• _Problem description_: Write every line of the rows below as a JSON list of strings, one string per line, with any blank lines omitted.

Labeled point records
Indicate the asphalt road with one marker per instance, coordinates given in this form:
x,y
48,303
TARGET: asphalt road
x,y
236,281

• _Full solution_:
[
  "Indicate the asphalt road with one marker per instance, coordinates given in this form:",
  "x,y",
  "48,303",
  "TARGET: asphalt road",
  "x,y",
  "236,281"
]